===== Exercise input =====

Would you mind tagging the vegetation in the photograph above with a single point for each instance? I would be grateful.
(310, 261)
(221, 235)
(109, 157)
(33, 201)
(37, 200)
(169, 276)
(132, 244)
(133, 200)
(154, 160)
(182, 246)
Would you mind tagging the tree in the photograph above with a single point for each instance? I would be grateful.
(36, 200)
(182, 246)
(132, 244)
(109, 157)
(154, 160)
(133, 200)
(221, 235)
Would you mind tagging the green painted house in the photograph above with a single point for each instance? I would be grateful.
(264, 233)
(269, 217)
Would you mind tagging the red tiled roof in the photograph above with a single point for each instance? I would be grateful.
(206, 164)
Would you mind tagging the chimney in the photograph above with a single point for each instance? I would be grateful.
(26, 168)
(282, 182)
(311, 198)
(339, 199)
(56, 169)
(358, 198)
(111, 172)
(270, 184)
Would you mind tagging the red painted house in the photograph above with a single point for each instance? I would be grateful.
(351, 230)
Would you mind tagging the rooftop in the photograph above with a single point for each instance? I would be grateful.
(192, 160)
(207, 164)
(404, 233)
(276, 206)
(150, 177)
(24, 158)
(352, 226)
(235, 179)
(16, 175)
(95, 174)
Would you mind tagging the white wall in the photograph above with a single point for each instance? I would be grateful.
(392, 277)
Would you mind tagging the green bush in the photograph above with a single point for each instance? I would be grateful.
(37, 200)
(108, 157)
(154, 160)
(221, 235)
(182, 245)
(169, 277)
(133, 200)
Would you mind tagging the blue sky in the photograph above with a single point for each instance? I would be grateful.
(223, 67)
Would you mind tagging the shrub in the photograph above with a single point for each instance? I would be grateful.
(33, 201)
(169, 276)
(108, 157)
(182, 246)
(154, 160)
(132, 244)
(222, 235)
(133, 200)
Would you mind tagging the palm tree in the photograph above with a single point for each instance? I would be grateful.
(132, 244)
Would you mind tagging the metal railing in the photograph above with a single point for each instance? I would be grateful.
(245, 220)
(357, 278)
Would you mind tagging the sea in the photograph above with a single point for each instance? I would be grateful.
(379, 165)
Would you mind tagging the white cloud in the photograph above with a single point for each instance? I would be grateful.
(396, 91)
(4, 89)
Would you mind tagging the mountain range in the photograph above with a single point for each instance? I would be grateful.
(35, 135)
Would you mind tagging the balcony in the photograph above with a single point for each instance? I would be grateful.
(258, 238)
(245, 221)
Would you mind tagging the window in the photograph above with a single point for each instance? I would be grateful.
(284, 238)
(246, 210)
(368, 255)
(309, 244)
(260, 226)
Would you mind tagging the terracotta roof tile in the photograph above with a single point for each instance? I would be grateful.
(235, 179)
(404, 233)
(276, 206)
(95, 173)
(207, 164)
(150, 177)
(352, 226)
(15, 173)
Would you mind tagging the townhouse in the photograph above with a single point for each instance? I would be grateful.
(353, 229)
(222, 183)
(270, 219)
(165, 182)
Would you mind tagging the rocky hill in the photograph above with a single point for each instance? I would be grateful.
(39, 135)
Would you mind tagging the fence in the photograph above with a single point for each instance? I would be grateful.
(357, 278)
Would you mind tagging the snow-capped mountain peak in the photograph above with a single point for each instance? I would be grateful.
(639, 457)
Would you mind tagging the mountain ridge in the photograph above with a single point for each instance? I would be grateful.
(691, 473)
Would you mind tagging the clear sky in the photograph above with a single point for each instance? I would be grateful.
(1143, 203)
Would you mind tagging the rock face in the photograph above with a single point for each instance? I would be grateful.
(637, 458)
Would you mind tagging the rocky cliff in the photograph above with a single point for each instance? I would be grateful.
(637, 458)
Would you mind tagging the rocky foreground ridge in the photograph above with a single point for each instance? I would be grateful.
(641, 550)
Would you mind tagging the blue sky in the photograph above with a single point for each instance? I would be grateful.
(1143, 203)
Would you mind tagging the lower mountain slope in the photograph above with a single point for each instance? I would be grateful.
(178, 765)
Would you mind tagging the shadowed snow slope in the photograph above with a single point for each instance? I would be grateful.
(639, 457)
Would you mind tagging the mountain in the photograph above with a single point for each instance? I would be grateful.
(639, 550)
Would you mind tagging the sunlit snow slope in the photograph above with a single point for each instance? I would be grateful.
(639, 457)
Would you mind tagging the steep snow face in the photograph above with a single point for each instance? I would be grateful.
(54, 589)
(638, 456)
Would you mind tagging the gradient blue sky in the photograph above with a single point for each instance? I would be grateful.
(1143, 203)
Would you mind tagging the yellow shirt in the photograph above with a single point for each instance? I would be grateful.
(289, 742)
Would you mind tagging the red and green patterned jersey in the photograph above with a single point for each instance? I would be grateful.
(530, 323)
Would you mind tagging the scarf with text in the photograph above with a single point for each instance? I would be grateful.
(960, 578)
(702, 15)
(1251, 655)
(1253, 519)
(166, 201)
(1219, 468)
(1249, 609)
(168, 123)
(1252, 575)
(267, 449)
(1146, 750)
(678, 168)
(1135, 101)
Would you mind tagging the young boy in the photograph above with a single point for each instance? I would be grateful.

=====

## Instructions to follow
Write out, word for word, every line from the one containing "Would you mind tagging the rock face" through the last line of the records above.

## Output of the exercise
Would you mind tagging the rock face in the photograph above with a single point for each instance? I would be grateful.
(637, 458)
Would you mind tagging the rocky cliff in the photograph above with a single point for each instance? I would be grateful.
(637, 458)
Would you mind tagging the rocky foreground ridge in the photograph above with a single point for each instance? I would be grateful.
(641, 550)
Would you mind tagging the blue sky in the photograph above with a single point for each instance? I would be grateful.
(1143, 203)
Would you mind tagging the lower mountain slope in the photograph above with a single point for each instance? I would be grateful.
(178, 765)
Would you mind tagging the shadowed snow slope in the photograph above with a single point for each instance? I would be grateful.
(639, 457)
Would you mind tagging the mountain in the photograph above with a single point for each instance? I would be grateful.
(639, 550)
Would you mind tagging the sunlit snow slope in the photograph above with a single point for each instance? I would be grateful.
(639, 457)
Would you mind tagging the steep snow face in the photograph above with a single point for each instance? I would be grateful.
(54, 589)
(638, 456)
Would you mind tagging the gradient blue sky in the photograph above with a single point for each instance? I would be grateful.
(1143, 203)
Would you mind tagging the yellow shirt in the photograph above with a single point for each instance? I would be grateful.
(289, 742)
Would you mind tagging the red and green patterned jersey in the photograph above with a single point for each instance? I would be grateful.
(530, 323)
Would you mind tagging the scarf with text in the photograph above with a single point for each instance? I would be grateful.
(960, 578)
(702, 15)
(1251, 655)
(1253, 519)
(166, 201)
(1219, 468)
(1249, 609)
(168, 123)
(1252, 575)
(267, 449)
(1146, 750)
(678, 168)
(1135, 101)
Would you mind tagging the young boy in the photograph above with a single point for each instance? I would be grateful.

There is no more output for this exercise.